* **TEXT PROVIDED**
Background information
- Born: 9 September 1991 (age 33) Yangon, Myanmar
- Genres: Pop
- Occupation: Singer
- Instruments: Vocals; guitar;
- Years active: 2010–present

= Kay Kay Moe =

Burmese singer

Kay Kay Moe (ကေကေမိုး; born 9 September 1991) is a Burmese singer. She became popular after releasing her single song Kyun Ma (ကျွန်မ) from her album Kyun Ma. She won Female Singer Award of Most Requested Song from Shwe FM Facebook Page for 2018 in Shwe FM 9th Anniversary for this song Kyun Ma. She also won the Most Popular New Female Singer Award at the 19th annual Yangon City FM Awards in 2018 for the same song.

==Early life and education==
Kay Kay Moe was born on 9 September 1991 in Yangon, Myanmar. She is third daughter of four siblings. Her cousin Chaw Su Khin is also a singer. She attended at University of Distance Education, Yangon.

==Career==
In 2010, she started her career by competing in Music Competition 2010, held by Myanmar Beer. In this competition, she competed against Aung Htet and other contestants. She also competed in Gita Dagar Lay Phwint Par Oo Music Competition and she won golden key.

In 2018, her debut album Kyun Ma was released and her single song Kyun Ma from this album was popular among audiences. On December 15, 2018, she won Female Singer Award of Most Requested Song from Shwe FM Facebook Page for 2018 in Shwe FM 9th Anniversary by this song Kyun Ma. On January 12, 2019, she also won the Most Popular New Female Singer Award for 2018 in City FM 17th Anniversary by the same song. She featured with song Maung Ma Ngo Ya Bu Naw in The Storm That Kissed Me film.

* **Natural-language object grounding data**
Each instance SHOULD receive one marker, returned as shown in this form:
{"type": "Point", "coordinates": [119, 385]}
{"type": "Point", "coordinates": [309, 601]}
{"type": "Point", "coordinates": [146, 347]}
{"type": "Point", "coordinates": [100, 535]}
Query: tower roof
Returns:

* **THE PROBLEM**
Reproduce the entire Kay Kay Moe text set down above the listing, word for word.

* **WRITTEN RESPONSE**
Background information
- Born: 9 September 1991 (age 33) Yangon, Myanmar
- Genres: Pop
- Occupation: Singer
- Instruments: Vocals; guitar;
- Years active: 2010–present

= Kay Kay Moe =

Burmese singer

Kay Kay Moe (ကေကေမိုး; born 9 September 1991) is a Burmese singer. She became popular after releasing her single song Kyun Ma (ကျွန်မ) from her album Kyun Ma. She won Female Singer Award of Most Requested Song from Shwe FM Facebook Page for 2018 in Shwe FM 9th Anniversary for this song Kyun Ma. She also won the Most Popular New Female Singer Award at the 19th annual Yangon City FM Awards in 2018 for the same song.

==Early life and education==
Kay Kay Moe was born on 9 September 1991 in Yangon, Myanmar. She is third daughter of four siblings. Her cousin Chaw Su Khin is also a singer. She attended at University of Distance Education, Yangon.

==Career==
In 2010, she started her career by competing in Music Competition 2010, held by Myanmar Beer. In this competition, she competed against Aung Htet and other contestants. She also competed in Gita Dagar Lay Phwint Par Oo Music Competition and she won golden key.

In 2018, her debut album Kyun Ma was released and her single song Kyun Ma from this album was popular among audiences. On December 15, 2018, she won Female Singer Award of Most Requested Song from Shwe FM Facebook Page for 2018 in Shwe FM 9th Anniversary by this song Kyun Ma. On January 12, 2019, she also won the Most Popular New Female Singer Award for 2018 in City FM 17th Anniversary by the same song. She featured with song Maung Ma Ngo Ya Bu Naw in The Storm That Kissed Me film.